** EXERCISE DIRECTIONS **
From the line with "of the paved" through the final line, please write out the listing exactly, including both of those lines.

** SUPPLIED INFORMATION **
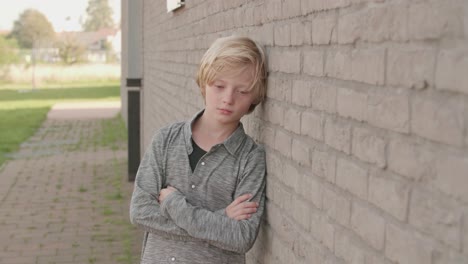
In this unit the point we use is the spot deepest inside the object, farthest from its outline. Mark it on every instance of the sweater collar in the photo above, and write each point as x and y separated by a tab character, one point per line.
232	143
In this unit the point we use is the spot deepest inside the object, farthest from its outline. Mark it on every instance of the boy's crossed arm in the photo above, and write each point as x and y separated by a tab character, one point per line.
239	209
223	230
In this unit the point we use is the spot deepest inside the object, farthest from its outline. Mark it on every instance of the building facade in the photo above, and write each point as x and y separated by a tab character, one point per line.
365	122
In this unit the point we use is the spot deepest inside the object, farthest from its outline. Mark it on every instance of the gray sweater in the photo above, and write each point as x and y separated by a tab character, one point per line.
191	226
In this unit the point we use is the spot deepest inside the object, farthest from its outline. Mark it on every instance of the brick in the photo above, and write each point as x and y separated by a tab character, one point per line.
310	189
433	19
274	113
389	110
291	8
322	230
451	175
264	34
331	4
352	252
338	135
405	247
301	213
279	89
323	28
367	146
411	68
287	61
338	64
324	97
438	119
275	166
312	125
387	22
291	177
452	66
292	120
280	252
283	143
336	206
351	103
301	33
351	177
389	194
283	35
410	159
437	217
449	257
313	63
368	66
465	233
301	93
273	10
313	254
301	152
267	136
284	200
373	231
324	165
350	27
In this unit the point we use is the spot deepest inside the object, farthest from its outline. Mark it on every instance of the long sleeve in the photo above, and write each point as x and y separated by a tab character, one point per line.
144	208
216	228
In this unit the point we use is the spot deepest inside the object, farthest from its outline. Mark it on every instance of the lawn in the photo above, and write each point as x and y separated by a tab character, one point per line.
22	109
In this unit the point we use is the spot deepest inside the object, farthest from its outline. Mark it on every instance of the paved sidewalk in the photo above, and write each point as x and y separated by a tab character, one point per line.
64	197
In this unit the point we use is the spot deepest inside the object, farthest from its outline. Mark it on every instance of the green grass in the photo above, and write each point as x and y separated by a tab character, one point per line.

** OUTPUT FOR THIS EXERCISE **
In this unit the point we use is the spot deepest inside the object, farthest from its outline. Mark it on every instance of the paved sidewalk in the photo above, and write each point as x and y separated by a tab character, one point per line.
64	197
In this unit the point we use is the spot deepest inside the object, farthest from its outline. Mark it on every instance of the green grass in the photo above, and write each point as x and y separated by a tab character, one point per line.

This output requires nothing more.